Text
********
With this class, we will use an exponent of 10 to generate random numbers.

So, note the method getRandomFigures():

  • (1) We create a random number generator using ThreadLocalRandom.current(). You should prefer this way of creating a Random instance because as the official documentation remarks:

When applicable, use of ThreadLocalRandom rather than shared Random objects in concurrent programs will typically encounter much less overhead and contention.

  • (2) We call the generator to produce random double values. Here, we pass three arguments. First, the number of random figures we want the generator to produce using Math.pow(10, exponent). Meaning the Math API will return a value that is equal to 10 raised to the power of the passed exponent. Second, we dictate the lowest random figure that may be included in the collection of random figures. Here that value is 1. Also we suggest the highest (though, exclusive) bound (4).

  • (3) We instruct the random number generator to box the primitive double values with the wrapper Double class. And why is that important? Because we want to collect the values in List. Yet Java's List implementations like the ArrayList class cannot hold primitive values like double. It can hold Double though.

  • (4) Finally we terminate the stream of Double values using a Collector and a finisher.

With the FilterFigures class at hand, we can then create concrete subclasses for it that use various tactics to filter the random numbers.
********
Information supplied
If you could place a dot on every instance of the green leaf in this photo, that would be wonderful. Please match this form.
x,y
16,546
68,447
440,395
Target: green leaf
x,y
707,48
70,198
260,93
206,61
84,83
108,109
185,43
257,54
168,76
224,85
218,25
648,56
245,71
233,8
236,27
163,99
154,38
********
Exercise instructions
A. In the text on random numbers, which method is used to create the random number generator?
B. Quote the text on random numbers from "So, note the" to "exclusive) bound (4).".
C. Continue the text on random numbers from where it stops.

Answers to the exercise
A. ThreadLocalRandom.current()

B.
So, note the method getRandomFigures():

  • (1) We create a random number generator using ThreadLocalRandom.current(). You should prefer this way of creating a Random instance because as the official documentation remarks:

When applicable, use of ThreadLocalRandom rather than shared Random objects in concurrent programs will typically encounter much less overhead and contention.

  • (2) We call the generator to produce random double values. Here, we pass three arguments. First, the number of random figures we want the generator to produce using Math.pow(10, exponent). Meaning the Math API will return a value that is equal to 10 raised to the power of the passed exponent. Second, we dictate the lowest random figure that may be included in the collection of random figures. Here that value is 1. Also we suggest the highest (though, exclusive) bound (4).

C.
Using Many, Sequential filter() Methods

public class ManySequentialFilters extends FilterFigures {    
    public ManySequentialFilters(double exponent) {        
        super(exponent);    
    }	
    // This method filters the random figures and only permits those figures that are less than pi 	
    // (i.e., 3.14159265358979323846)
    // It permits those that are greater than the base of a natural algorithm	
    // (i.e., 2.7182818284590452354)	
    // It does not permit the figure 3
    // It does not permit the figure 2    
    @Override
    public long doFilter() {
        return super.getRandomFigures().stream()
                .filter(figure -> figure < Math.PI)
                .filter(figure -> figure > Math.E)
                .filter(figure -> figure != 3)
                .filter(figure -> figure != 2)
                .count();
    }
}

This class applies four filters to fulfill the requirements that we set out earlier. As earlier, a filter() results in a new stream, with certain elements filtered out, based on the predicate. This means we can call filter() again on that stream, and so on.

Here, four new streams are created, and each time, some elements are being filtered out:

FilterFigures ff = new ManySequentialFilters(5);

long count = ff.doFilter();
System.out.println(count);

With an exponent of 5, there are quite a lot of numbers, and the count of numbers that fit our four filters is something along the lines of:

14248

Given the randomness factor, each run will result in a different count, but it should be in the same ballpark approximately.

If you're interested in the figured created by the class, you can easily take a peek with:

System.out.println(ff.getRandomFigures());

Which will result in a potentially long list - with an exponent of 5, this list has 100000 elements:

2.061505905989455, 2.1559549378375986, 2.785542981180915, 3.0510231495547373, 
3.449422675836848, 3.225190770912789, 3.100194060442495, 2.4322353023765593, 
2.007779315680971, 2.8776634991278796, 1.9027959105246701, 3.763408883116875, 
3.670863706271426, 1.5414358709610365, 3.474927271813806, 1.8701468250626507, 
2.546568871253891...

Note: With larger numbers, such as 10, you'll run out of heap space if you don't manually change it.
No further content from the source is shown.